* Exercise requirements *
Could you find every line in the entries below that holds the word "young" and copy it?

* Record extracts *
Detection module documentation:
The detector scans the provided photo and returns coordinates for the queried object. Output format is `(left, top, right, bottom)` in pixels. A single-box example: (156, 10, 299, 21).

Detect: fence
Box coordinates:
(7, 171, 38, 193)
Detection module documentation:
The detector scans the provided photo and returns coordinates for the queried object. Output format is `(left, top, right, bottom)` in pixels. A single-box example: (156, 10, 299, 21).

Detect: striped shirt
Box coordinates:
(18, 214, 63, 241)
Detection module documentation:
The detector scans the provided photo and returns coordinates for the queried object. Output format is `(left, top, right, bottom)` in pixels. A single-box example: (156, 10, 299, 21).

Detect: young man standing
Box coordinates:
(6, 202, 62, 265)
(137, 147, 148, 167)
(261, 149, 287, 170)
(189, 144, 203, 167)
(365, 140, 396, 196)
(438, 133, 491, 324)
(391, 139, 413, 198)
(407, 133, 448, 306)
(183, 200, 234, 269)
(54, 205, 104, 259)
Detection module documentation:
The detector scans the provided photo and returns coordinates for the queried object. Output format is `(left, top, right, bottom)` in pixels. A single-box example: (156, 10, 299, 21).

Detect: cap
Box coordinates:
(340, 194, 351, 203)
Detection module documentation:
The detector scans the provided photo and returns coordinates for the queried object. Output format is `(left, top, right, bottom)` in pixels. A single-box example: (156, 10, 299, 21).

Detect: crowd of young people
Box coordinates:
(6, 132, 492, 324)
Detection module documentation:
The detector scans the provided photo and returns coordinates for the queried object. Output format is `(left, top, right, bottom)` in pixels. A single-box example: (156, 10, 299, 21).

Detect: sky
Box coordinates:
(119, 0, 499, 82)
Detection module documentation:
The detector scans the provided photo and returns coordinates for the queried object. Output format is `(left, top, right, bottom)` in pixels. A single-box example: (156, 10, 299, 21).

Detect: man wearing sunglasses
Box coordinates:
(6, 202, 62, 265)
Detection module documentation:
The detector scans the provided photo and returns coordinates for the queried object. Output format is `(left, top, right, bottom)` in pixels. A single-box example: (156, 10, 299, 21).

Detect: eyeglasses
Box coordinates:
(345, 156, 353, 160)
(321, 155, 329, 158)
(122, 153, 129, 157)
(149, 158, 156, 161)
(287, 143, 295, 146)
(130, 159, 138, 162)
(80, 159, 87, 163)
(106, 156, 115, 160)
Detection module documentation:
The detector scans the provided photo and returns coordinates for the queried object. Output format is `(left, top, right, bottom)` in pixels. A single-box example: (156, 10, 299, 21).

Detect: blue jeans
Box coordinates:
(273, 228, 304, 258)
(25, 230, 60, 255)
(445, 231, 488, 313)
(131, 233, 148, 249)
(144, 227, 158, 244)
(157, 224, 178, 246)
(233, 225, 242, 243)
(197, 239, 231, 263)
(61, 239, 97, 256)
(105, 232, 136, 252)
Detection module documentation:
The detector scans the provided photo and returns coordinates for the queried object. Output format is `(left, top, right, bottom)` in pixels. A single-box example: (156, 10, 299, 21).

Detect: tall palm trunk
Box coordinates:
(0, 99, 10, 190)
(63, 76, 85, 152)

* Result below *
Detect: young man standing
Detect: crowd of young people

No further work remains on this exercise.